**EXCERPTED TEXT**.
The construction of the submarine started in 1993 and was first planned to be launched in 1998. However budgetary problems delayed the construction for years, and it was only launched on 15 June 2010. Severodvinsk undertook her initial sea trials in the fall of 2011.

On 7 November 2012, Severodvinsk successfully launched a Kalibr cruise missile (anti-ship version) from submerged position at a sea target in the White Sea. Later that month, the submarine successfully test fired two additional Kalibr cruise missiles (land attack version). The launches occurred on 26 November 2012 from a surfaced position and two days later from a submerged position.

Severodvinsk was commissioned into the Russian Navy on 30 December 2013. The flag-raising ceremony was held on 17 June 2014, marking its introduction into the Northern Fleet.

**ASSIGNED TASK 1**.
Rewrite the paragraph of the Severodvinsk excerpt that begins "On 7 November 2012" as a short list, keeping its main facts.
**ASSIGNED TASK 2**.
According to the Severodvinsk excerpt, on what date was the submarine commissioned into the Russian Navy?
**ASSIGNED TASK 3**.
Using the Severodvinsk excerpt, explain why the submarine was launched in 2010 rather than in 1998 as first planned.
The listing that follows has no connection to the Severodvinsk excerpt.

**INFORMATION SUPPLIED**.
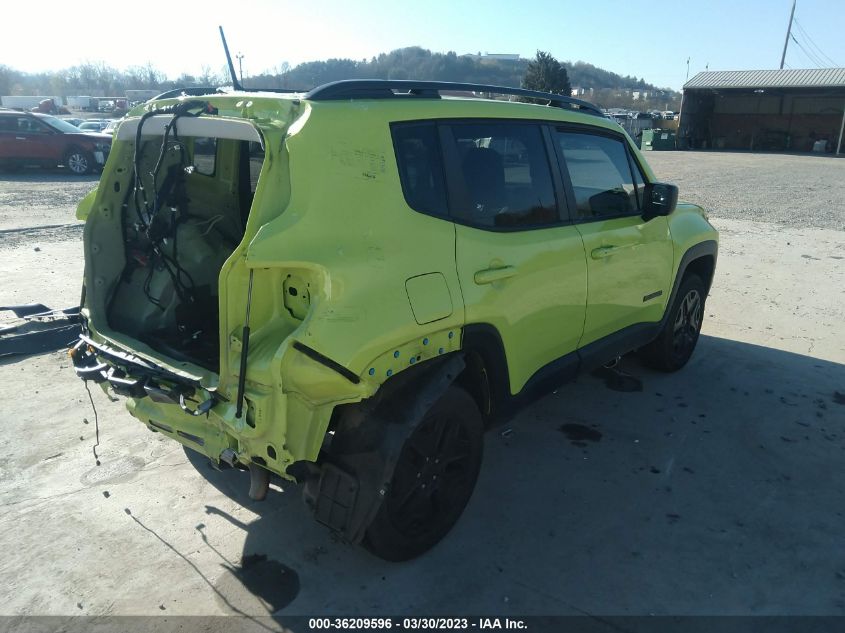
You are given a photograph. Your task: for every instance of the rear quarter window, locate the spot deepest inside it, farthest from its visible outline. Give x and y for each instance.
(420, 164)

**ANSWER BOX 1**.
- 7 November 2012: launched an anti-ship Kalibr cruise missile from a submerged position at a sea target in the White Sea.
- 26 November 2012: test-fired a land-attack Kalibr cruise missile from a surfaced position.
- Two days later: test-fired another land-attack Kalibr cruise missile from a submerged position.

**ANSWER BOX 2**.
30 December 2013.

**ANSWER BOX 3**.
Budgetary problems delayed construction for years. As a result, the submarine, begun in 1993, was launched only on 15 June 2010.